* [Problem]
Go through the records and report each line in which the word "mask" occurs.

* [Records supplied]
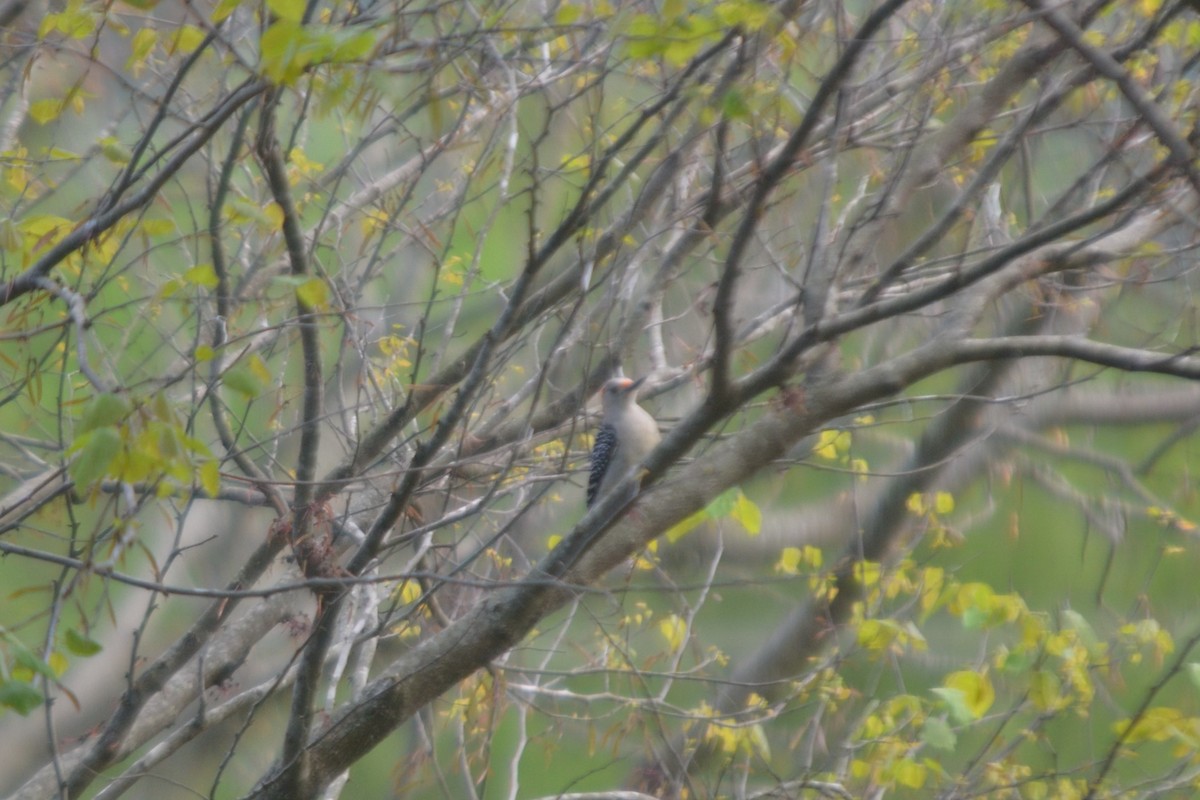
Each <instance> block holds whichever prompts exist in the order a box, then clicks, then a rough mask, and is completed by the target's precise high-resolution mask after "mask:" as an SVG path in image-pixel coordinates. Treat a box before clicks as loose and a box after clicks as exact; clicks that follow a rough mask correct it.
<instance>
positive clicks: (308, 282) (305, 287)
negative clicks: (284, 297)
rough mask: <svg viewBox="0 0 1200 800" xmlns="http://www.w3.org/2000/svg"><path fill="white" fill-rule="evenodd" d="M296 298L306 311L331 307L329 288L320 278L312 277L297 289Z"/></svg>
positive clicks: (302, 307)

* [Worked solution]
Each <instance> block holds whichever prompts exist in the order a box, then clicks, then a rough mask, and is completed by the target's precise high-resolution mask after "mask:" as an SVG path in image-pixel coordinates. Treat a box before clicks as loose and a box after clicks as exact; clicks that follow a rough mask correct it.
rough mask: <svg viewBox="0 0 1200 800" xmlns="http://www.w3.org/2000/svg"><path fill="white" fill-rule="evenodd" d="M296 298L306 311L331 307L329 288L320 278L312 277L297 289Z"/></svg>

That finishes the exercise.